- [What you are asked to do] Reproduce the entries below exactly, but only from the line containing "column 28, row 287" to the line containing "column 23, row 146", inclusive.

═════ Supplied data

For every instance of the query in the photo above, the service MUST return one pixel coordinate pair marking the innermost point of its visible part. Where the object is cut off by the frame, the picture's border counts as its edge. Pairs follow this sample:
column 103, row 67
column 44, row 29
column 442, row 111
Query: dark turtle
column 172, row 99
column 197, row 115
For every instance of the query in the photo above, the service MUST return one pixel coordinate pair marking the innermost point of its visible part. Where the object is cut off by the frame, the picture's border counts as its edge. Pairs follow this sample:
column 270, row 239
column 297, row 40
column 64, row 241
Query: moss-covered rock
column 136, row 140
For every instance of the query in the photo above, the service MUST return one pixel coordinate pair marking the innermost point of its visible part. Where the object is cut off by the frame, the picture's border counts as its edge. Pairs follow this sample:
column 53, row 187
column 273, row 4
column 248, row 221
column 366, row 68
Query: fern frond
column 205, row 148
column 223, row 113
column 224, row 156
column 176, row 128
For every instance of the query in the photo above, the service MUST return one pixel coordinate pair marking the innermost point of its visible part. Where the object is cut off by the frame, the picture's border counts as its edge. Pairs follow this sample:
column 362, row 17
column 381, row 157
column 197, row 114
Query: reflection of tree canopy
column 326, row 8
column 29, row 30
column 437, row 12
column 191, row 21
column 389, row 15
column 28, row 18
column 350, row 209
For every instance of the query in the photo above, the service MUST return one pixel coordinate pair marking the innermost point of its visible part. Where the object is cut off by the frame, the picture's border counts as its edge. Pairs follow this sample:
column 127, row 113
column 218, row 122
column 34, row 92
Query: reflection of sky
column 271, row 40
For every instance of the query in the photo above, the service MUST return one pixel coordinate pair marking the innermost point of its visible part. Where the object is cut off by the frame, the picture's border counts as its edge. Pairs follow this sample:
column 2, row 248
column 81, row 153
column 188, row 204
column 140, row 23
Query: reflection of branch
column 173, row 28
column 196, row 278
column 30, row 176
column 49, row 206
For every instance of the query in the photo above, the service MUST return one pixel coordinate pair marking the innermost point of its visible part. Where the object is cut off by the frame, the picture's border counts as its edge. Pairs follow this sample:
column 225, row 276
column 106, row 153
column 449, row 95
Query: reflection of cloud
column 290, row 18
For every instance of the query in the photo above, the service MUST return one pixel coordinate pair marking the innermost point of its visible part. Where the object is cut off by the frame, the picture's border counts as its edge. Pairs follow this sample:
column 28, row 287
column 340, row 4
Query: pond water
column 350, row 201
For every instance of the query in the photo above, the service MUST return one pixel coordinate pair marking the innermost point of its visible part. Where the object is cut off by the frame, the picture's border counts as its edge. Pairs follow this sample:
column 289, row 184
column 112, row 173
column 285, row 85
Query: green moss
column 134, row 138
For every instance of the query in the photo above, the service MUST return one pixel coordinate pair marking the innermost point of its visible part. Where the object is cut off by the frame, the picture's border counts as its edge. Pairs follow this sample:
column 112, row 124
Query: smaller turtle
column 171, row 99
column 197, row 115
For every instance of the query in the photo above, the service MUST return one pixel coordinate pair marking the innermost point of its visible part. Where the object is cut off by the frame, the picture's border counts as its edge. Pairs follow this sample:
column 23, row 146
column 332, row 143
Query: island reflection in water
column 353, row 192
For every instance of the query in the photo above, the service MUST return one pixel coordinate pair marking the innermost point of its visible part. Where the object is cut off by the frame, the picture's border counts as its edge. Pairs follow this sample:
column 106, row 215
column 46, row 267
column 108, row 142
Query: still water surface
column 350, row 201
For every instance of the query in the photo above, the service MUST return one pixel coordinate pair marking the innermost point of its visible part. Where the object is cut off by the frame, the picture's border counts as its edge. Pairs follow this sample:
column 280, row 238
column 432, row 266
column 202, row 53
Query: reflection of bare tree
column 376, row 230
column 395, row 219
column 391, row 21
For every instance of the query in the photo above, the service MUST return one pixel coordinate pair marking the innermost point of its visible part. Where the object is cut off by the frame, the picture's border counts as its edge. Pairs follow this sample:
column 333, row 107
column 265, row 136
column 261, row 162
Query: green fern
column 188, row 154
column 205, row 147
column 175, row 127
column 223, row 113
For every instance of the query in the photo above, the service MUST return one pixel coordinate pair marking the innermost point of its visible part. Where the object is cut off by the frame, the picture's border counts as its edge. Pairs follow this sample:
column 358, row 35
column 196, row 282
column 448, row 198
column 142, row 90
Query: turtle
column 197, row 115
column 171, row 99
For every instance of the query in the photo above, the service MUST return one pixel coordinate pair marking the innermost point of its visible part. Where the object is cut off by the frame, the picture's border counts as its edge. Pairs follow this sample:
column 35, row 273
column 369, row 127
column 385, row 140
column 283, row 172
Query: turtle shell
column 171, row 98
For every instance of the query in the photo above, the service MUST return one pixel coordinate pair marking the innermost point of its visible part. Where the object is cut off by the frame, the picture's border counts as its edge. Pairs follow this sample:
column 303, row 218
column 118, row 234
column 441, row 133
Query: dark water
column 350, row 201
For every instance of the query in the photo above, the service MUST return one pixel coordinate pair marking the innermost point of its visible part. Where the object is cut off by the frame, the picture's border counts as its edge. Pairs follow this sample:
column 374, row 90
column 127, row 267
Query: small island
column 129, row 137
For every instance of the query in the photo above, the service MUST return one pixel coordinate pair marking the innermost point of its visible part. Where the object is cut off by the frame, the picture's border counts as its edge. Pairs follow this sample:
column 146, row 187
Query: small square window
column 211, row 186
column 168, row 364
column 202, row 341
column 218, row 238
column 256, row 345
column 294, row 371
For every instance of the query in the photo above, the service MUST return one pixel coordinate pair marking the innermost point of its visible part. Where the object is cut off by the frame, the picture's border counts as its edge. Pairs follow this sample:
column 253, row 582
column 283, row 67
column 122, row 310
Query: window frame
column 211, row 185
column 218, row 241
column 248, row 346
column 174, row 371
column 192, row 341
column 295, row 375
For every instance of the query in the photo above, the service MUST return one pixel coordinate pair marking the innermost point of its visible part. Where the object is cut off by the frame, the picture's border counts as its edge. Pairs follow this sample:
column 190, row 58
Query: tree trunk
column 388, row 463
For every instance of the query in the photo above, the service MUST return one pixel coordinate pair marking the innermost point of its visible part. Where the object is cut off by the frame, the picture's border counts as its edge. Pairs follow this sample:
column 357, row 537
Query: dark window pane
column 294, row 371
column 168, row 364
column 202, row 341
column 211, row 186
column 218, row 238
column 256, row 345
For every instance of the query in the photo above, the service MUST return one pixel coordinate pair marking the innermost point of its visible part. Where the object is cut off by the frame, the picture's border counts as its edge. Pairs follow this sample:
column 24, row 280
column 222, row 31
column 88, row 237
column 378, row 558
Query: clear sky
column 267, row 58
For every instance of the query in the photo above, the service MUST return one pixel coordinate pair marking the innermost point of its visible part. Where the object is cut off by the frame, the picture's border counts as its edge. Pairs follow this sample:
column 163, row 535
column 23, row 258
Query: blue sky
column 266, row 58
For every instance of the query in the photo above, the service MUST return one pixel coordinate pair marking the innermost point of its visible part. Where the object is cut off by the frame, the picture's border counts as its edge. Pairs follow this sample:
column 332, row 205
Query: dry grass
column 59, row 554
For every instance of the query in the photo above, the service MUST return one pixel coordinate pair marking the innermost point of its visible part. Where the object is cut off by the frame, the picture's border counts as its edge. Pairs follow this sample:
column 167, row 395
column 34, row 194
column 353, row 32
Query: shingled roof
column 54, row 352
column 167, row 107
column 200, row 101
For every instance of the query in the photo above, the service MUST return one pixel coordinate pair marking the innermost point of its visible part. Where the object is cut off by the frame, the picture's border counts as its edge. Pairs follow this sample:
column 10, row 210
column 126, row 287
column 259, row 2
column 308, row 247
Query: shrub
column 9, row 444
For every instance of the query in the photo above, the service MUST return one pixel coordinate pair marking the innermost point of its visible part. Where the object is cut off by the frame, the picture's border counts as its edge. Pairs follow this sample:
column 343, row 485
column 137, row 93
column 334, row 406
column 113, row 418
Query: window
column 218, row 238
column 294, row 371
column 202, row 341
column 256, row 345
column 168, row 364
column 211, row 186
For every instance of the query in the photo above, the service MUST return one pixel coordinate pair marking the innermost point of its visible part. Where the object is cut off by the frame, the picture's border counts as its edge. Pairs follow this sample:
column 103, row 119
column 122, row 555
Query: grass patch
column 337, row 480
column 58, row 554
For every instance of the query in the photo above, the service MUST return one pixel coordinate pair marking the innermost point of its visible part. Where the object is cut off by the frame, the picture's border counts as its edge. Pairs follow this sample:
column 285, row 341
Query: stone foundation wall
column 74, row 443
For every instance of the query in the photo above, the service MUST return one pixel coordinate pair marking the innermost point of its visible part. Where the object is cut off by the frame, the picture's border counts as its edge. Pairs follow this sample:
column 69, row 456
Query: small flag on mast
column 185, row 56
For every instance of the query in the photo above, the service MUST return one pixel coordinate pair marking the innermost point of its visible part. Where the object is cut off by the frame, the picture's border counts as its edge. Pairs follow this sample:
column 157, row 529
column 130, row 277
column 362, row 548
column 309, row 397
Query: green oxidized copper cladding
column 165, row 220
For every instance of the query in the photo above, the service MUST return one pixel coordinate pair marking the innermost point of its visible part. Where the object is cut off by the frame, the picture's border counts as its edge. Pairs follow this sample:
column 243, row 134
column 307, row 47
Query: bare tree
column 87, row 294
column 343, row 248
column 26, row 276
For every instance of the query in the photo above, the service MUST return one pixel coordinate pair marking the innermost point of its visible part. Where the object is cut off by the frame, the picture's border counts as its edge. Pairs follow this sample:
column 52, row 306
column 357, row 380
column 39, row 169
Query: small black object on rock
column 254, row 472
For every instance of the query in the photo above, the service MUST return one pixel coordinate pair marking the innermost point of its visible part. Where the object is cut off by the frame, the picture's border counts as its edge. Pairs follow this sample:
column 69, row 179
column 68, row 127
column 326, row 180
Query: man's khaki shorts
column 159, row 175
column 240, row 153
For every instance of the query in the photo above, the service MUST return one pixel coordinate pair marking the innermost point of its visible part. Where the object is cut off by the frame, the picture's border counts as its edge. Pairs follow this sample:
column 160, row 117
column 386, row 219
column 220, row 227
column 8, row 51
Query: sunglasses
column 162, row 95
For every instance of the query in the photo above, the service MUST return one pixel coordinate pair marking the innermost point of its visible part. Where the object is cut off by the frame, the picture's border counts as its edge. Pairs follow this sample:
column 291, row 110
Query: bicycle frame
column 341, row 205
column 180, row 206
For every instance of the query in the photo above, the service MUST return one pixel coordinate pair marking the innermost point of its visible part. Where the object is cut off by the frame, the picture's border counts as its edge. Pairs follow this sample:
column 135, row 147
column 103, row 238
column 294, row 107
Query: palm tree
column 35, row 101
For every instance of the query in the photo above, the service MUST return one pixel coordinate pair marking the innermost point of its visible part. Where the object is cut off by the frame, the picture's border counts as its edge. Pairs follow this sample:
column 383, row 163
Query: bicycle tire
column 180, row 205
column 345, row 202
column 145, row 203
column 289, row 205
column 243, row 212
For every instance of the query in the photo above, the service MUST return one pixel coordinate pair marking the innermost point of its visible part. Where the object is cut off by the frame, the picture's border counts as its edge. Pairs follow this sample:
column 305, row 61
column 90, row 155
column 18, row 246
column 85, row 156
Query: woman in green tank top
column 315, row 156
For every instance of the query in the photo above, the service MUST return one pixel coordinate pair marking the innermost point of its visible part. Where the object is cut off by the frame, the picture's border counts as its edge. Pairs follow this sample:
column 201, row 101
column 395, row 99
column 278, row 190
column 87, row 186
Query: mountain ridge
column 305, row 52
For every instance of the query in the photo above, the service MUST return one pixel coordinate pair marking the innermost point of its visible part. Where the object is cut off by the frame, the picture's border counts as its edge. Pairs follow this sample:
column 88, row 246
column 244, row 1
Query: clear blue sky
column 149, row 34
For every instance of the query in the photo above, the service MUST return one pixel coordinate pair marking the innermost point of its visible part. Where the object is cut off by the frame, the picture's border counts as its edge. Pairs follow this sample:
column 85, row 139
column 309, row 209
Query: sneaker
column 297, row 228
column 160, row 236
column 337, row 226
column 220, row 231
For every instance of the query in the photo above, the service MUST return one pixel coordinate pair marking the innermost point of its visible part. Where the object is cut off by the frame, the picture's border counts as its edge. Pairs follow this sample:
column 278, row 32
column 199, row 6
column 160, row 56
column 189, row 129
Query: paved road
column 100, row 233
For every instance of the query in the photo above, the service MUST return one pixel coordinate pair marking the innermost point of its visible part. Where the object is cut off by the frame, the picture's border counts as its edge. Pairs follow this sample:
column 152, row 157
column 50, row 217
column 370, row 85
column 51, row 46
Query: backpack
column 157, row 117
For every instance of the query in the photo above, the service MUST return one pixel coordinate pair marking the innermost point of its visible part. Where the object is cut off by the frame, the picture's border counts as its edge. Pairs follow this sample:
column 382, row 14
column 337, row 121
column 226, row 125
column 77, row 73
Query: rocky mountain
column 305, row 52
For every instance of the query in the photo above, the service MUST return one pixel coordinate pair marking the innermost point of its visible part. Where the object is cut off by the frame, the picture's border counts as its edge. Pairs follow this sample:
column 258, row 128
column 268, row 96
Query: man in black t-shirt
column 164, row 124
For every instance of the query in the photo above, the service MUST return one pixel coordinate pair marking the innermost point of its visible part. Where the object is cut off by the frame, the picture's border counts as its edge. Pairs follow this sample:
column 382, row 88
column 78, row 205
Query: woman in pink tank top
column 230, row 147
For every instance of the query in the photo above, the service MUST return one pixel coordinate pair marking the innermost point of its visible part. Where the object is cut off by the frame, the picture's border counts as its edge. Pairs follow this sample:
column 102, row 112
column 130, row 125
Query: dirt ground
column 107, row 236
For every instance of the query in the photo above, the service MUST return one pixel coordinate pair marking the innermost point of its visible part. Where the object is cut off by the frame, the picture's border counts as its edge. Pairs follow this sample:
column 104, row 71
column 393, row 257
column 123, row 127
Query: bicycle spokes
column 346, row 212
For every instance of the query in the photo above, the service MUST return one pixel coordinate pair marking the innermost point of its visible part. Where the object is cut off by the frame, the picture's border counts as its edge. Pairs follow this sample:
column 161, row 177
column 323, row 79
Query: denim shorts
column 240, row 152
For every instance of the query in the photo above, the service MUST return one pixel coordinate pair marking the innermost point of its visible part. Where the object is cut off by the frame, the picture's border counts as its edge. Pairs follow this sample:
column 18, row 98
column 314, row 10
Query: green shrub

══════════

- [Exercise result]
column 28, row 287
column 340, row 4
Query: pond water
column 350, row 201
For every instance of the query in the photo above, the service MUST return one pixel coordinate pair marking the innermost point of its visible part. Where the object is cut off by the frame, the picture's border counts as its edge. Pairs follow this sample:
column 289, row 184
column 112, row 173
column 285, row 85
Query: green moss
column 134, row 138
For every instance of the query in the photo above, the service MUST return one pixel coordinate pair marking the innermost point of its visible part. Where the object is cut off by the frame, the picture's border counts as its edge. Pairs follow this sample:
column 112, row 124
Query: smaller turtle
column 171, row 99
column 197, row 115
For every instance of the query in the photo above, the service MUST return one pixel coordinate pair marking the innermost point of its visible part. Where the object is cut off by the frame, the picture's border counts as its edge. Pairs follow this sample:
column 23, row 146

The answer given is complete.